Task objective: Could you transcribe every record below exactly as written, leaving out any pictures?

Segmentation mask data
[Start of Attachment]

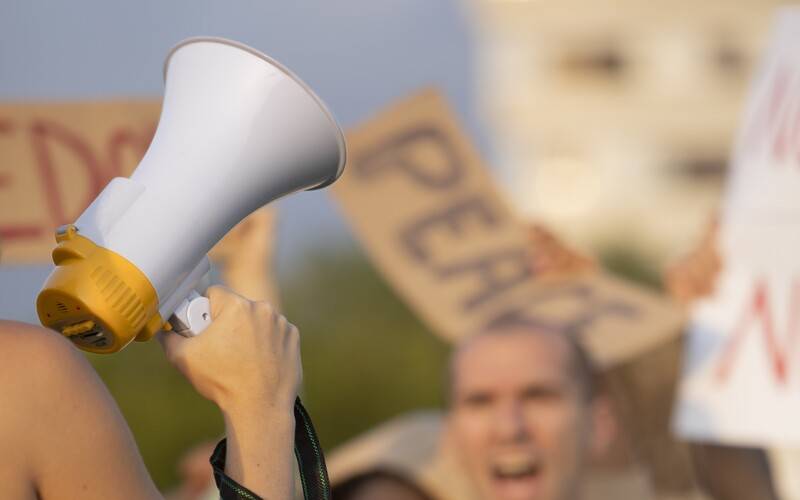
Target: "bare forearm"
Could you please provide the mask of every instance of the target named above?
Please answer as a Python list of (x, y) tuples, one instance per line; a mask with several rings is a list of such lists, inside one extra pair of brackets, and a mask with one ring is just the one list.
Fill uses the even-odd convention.
[(268, 500), (294, 496), (294, 415), (291, 408), (224, 411), (225, 473)]
[(222, 410), (228, 479), (220, 481), (290, 500), (294, 401), (303, 377), (299, 332), (266, 302), (221, 287), (209, 288), (208, 299), (213, 321), (202, 335), (161, 336), (167, 359)]

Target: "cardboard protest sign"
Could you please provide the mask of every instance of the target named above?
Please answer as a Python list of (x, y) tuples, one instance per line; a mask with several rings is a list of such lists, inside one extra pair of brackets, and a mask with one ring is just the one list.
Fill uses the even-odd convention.
[(55, 228), (136, 167), (159, 109), (154, 100), (0, 104), (2, 262), (49, 261)]
[(778, 17), (736, 149), (713, 296), (692, 315), (674, 425), (800, 444), (800, 11)]
[(610, 366), (680, 330), (670, 303), (609, 276), (537, 279), (525, 225), (434, 91), (352, 130), (332, 191), (377, 267), (447, 339), (525, 321), (578, 334)]

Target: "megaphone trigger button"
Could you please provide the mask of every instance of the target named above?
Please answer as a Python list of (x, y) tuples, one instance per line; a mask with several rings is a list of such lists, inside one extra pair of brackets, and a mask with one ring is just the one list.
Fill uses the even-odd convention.
[(78, 232), (75, 224), (64, 224), (56, 229), (56, 243), (61, 243), (65, 240), (71, 240)]

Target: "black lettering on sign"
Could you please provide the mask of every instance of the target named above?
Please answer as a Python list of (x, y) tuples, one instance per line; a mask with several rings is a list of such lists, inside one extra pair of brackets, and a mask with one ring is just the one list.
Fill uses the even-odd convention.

[End of Attachment]

Reply:
Target: "bare forearm"
Could you please provide the mask of every instance of the target named above?
Please answer as a Python list of (x, y) tuples, one instance per line; a mask with several rings is a list of such lists, inside one extra pair of brackets, and a mask with one ring is just the one list.
Fill uses the even-odd convention.
[(268, 500), (294, 496), (294, 415), (291, 408), (224, 411), (225, 473)]
[(222, 410), (228, 479), (220, 481), (290, 500), (294, 401), (303, 377), (299, 332), (266, 302), (221, 287), (209, 288), (208, 299), (213, 321), (202, 335), (161, 336), (167, 359)]

Target: "cardboard protest sign"
Could you please provide the mask of every instance of the target named above?
Please answer as a Python list of (x, y) tuples, one instance per line; a mask with several rings is a list of such lists, inside one extra pair of brackets, and a mask with one ring is just the one list.
Fill uses the even-odd convention.
[(55, 228), (136, 167), (159, 109), (154, 100), (0, 104), (2, 262), (49, 261)]
[(778, 17), (736, 149), (713, 296), (692, 315), (674, 425), (800, 444), (800, 11)]
[(610, 366), (680, 330), (670, 303), (609, 276), (537, 279), (525, 225), (434, 91), (352, 130), (332, 191), (377, 267), (447, 339), (525, 321), (578, 334)]

Target: "megaphone trigger button"
Could you please provide the mask of every instance of the target named above?
Please answer as a Python list of (x, y) tuples, one instance per line; a mask with several rings is a list of such lists, inside one extra pair of brackets, and a mask with one ring is just the one list.
Fill uses the even-odd convention.
[(78, 232), (75, 224), (64, 224), (56, 229), (56, 243), (61, 243), (65, 240), (71, 240)]

Target: "black lettering on sign"
Could you please provide the mask of every instance of the target named above?
Please answer as a Python list of (x, y) tuples, one instance per line; a mask with several rings is a list of such lists, inside one extra pair of brackets, and a mask with one ring is just the one list.
Fill uses the even-odd convention.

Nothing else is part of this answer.